## Brief 1
Rewrite the paragraph of the passage on Swift that begins "It will be noticed that of these six people" as a short bulleted list that keeps its main facts.
## Brief 2
Answer these questions from the passage on Swift, each on its own line:
(a) What does the modern Representative look like next to the Senate of Rome?
(b) At the sight of which figure was the speaker struck with profound Veneration?
(c) According to the commentary, how many of the six people in the Sextumvirate are Christians?

===== Document segment

I desired that the Senate of Rome might appear before me in one large chamber, and a modern Representative in Counterview, in another. The first seemed to be an Assembly of Heroes and Demy-Gods, the other a Knot of Pedlars, Pick-pockets, Highwaymen and Bullies.






Although Swift uses this section of Part III to attack the truthfulness of recorded history, his critical spirit deserts him as soon as he is dealing with Greeks and Romans. He remarks, of course, upon the corruption of imperial Rome, but he has an almost unreasoning admiration for some of the leading figures of the ancient world:






I was struck with profound Veneration at the sight of Brutus, and could easily discover the most consummate Virtue, the greatest Intrepidity and Firmness of Mind, the truest Love of his Country, and general Benevolence for Mankind, in every Lineament of his Countenance. ... I had the honour to have much Conversation with Brutus, and was told, that his Ancestors Junws, Socrates, Epaminondas, Cato the younger, Sir Thomas More, and himself, were perpetually together: a Sextumvirate, to which all the Ages of the World cannot add a seventh.






It will be noticed that of these six people, only one is a Christian. This is an important point. If one adds together Swift's pessimism, his reverence for the past, his incuriosity and his horror of the human body, one arrives at an attitude common among religious reactionaries — that is, people who defend an unjust order of Society by claiming that this world cannot be substantially improved and only the ‘next world’ matters. However, Swift shows no sign of having any religious beliefs, at least in any ordinary sense of the words. He does not appear to believe seriously in life after death, and his idea of goodness is bound up with republicanism, love of liberty, courage, ‘benevolence’ (meaning in effect public spirit), ‘reason’ and other pagan qualities. This reminds one that there is another strain in Swift, not quite congruous with his disbelief in progress and his general hatred of humanity.

==========
===== Supplied material

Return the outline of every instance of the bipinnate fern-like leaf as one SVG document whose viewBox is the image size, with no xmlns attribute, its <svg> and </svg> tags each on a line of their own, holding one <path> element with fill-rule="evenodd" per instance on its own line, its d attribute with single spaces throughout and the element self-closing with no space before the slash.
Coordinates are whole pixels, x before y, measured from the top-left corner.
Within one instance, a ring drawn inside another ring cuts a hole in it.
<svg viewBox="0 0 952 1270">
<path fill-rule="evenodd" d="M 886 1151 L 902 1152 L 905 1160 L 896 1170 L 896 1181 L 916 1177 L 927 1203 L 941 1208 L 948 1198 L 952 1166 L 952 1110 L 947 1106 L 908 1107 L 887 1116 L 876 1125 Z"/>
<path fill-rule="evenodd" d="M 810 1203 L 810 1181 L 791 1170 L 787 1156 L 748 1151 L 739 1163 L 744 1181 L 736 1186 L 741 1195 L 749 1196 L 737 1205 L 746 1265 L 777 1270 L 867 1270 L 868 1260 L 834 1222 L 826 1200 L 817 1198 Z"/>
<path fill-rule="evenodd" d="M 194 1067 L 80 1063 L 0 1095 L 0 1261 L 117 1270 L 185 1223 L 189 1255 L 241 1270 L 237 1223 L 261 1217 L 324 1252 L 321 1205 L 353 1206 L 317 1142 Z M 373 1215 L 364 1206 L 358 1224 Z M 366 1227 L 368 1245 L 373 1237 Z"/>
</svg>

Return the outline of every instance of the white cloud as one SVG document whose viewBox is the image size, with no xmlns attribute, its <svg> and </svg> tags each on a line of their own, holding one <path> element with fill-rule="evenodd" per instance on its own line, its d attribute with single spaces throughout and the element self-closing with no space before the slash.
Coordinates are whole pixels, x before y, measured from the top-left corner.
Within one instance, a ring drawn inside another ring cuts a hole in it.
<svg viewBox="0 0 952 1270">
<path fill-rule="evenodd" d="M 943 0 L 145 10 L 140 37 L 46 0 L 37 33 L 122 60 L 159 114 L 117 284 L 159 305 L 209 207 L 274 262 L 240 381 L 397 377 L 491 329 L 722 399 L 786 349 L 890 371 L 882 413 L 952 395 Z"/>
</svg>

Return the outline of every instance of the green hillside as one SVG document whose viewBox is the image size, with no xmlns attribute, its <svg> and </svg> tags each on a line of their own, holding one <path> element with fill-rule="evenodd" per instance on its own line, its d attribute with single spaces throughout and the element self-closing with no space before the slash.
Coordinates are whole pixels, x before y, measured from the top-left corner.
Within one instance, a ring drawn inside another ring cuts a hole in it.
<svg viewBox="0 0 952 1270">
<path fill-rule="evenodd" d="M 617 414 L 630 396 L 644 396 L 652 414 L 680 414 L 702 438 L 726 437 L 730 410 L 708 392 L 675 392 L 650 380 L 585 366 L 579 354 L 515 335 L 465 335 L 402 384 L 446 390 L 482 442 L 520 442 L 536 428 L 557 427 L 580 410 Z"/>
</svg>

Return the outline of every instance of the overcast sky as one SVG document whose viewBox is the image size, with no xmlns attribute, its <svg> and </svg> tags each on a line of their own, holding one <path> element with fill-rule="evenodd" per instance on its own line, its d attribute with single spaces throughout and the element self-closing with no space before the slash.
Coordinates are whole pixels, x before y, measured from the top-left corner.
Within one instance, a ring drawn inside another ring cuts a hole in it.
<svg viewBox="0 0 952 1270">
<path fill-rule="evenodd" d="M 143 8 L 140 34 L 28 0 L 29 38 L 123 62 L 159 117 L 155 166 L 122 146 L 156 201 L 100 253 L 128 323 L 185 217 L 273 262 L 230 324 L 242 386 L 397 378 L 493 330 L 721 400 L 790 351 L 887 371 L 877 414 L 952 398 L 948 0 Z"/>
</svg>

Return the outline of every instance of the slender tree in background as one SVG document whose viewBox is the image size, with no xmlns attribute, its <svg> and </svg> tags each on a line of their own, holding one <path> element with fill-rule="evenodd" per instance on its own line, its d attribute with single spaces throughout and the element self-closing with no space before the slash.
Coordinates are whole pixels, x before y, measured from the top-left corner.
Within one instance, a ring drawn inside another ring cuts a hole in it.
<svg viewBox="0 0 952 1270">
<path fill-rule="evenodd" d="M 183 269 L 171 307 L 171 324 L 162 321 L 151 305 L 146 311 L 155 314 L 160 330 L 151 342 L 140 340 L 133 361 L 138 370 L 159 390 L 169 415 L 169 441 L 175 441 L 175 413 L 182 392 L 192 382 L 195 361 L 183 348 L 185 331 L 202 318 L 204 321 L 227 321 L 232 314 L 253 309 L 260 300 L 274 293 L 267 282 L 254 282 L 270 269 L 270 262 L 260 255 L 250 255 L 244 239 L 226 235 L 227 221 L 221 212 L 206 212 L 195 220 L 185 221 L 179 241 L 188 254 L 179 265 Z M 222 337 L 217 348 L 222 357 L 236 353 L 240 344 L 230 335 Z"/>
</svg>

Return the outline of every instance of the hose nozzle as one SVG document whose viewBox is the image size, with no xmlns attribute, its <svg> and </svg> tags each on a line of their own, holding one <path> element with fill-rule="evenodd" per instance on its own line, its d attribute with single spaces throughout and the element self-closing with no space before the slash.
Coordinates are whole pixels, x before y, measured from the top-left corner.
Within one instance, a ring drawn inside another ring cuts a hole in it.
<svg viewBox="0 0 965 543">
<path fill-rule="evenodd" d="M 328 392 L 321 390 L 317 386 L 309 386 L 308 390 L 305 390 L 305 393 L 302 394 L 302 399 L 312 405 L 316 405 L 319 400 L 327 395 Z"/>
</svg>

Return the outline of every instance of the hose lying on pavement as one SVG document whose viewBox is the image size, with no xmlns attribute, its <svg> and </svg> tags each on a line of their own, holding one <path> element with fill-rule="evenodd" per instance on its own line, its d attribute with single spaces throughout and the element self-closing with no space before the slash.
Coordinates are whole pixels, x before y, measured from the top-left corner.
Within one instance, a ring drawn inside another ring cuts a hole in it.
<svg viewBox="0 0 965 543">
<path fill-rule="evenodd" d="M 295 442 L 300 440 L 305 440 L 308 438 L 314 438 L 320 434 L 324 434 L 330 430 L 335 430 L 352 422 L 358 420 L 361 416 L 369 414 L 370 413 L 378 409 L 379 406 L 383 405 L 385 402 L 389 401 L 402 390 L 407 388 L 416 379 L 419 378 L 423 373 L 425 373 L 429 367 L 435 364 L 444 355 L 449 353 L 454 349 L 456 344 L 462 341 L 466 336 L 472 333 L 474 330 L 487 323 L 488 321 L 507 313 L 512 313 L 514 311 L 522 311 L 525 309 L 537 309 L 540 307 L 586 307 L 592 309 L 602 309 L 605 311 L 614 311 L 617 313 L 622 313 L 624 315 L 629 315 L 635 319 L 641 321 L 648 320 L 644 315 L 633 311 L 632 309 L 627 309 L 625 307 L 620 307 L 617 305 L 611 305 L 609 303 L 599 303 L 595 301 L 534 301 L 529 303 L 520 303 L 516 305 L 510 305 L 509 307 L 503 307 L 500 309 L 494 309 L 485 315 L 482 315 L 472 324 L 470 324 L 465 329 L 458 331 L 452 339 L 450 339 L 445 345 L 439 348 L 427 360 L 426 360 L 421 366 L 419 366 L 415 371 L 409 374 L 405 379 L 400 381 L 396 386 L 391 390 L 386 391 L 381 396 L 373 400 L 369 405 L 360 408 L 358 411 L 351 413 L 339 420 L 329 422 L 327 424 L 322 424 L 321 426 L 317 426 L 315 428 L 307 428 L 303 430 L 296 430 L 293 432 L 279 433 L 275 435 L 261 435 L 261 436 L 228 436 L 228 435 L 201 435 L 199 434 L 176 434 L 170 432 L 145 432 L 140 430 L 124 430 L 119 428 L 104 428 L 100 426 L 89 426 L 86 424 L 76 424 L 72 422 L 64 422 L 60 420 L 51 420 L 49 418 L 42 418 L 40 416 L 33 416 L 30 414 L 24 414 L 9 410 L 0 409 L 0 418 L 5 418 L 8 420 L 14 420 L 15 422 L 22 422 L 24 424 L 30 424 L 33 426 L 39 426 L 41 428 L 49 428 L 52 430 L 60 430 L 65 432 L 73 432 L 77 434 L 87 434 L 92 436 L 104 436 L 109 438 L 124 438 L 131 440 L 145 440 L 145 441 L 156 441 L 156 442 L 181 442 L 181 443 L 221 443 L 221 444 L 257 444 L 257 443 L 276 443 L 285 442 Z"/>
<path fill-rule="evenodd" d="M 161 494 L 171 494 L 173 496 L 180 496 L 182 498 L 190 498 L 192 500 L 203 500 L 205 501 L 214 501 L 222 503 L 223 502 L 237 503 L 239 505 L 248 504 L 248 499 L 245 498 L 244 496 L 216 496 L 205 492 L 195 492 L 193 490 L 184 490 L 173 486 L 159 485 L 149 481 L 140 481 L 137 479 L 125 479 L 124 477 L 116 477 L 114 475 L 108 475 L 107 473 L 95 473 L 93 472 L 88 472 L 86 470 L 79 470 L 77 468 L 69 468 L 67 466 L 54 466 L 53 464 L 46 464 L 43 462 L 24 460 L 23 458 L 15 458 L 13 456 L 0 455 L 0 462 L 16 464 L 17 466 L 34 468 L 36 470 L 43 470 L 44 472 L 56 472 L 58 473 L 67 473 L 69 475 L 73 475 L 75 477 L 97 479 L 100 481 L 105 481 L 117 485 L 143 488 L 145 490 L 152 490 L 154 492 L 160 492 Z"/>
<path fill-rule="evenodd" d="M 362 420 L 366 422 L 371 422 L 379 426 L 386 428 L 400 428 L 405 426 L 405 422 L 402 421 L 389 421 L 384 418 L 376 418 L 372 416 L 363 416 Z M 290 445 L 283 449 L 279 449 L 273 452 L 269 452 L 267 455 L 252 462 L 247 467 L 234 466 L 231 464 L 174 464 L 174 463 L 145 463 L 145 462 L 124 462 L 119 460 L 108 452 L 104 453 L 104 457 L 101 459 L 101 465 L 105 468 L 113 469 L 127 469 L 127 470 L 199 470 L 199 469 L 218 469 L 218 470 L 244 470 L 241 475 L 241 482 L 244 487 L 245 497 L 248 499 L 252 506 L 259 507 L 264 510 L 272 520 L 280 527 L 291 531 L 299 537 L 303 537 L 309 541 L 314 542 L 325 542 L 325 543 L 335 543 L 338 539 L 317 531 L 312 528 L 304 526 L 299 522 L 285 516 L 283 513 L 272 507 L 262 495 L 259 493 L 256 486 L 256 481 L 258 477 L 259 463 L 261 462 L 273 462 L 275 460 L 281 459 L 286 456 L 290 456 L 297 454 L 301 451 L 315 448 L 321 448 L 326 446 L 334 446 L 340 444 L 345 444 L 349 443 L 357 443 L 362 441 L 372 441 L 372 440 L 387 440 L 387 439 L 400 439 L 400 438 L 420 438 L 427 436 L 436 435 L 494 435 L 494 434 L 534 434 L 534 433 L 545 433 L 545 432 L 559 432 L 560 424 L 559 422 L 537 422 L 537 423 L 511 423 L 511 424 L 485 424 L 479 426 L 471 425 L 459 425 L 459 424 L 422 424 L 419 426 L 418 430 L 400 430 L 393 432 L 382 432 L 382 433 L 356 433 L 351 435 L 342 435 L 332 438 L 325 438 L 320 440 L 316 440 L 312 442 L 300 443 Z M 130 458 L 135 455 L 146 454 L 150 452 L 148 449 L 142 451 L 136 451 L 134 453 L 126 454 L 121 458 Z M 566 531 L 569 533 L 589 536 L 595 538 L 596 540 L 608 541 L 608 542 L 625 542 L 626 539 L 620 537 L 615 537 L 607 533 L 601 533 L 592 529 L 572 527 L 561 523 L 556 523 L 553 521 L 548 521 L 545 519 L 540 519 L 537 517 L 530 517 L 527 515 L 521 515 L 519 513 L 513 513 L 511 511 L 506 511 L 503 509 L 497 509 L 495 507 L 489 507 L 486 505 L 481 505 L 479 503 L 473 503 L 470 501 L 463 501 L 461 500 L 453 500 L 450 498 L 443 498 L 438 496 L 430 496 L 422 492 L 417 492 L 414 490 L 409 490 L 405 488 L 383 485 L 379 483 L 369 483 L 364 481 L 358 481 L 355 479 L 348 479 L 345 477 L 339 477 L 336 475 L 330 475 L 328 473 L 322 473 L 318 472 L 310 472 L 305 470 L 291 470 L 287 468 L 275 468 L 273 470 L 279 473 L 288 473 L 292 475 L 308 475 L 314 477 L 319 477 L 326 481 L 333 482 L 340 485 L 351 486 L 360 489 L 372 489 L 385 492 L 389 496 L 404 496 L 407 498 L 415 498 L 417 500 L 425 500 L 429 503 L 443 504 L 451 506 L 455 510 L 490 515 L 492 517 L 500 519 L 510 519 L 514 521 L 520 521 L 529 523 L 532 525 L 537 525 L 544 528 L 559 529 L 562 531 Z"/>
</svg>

==========

## Expected answer 1
- Only one of the six people is a Christian, which is an important point.
- Swift's pessimism, reverence for the past, incuriosity and horror of the human body add up to an attitude common among religious reactionaries, who defend an unjust social order by claiming this world cannot be substantially improved and only the "next world" matters.
- Yet Swift shows no sign of religious belief in any ordinary sense and does not seem to believe seriously in life after death.
- His idea of goodness rests on pagan qualities: republicanism, love of liberty, courage, "benevolence" (in effect, public spirit) and "reason."
- This points to another strain in Swift that does not quite fit his disbelief in progress and his general hatred of humanity.

## Expected answer 2
(a) A Knot of Pedlars, Pick-pockets, Highwaymen and Bullies.
(b) Brutus.
(c) Only one.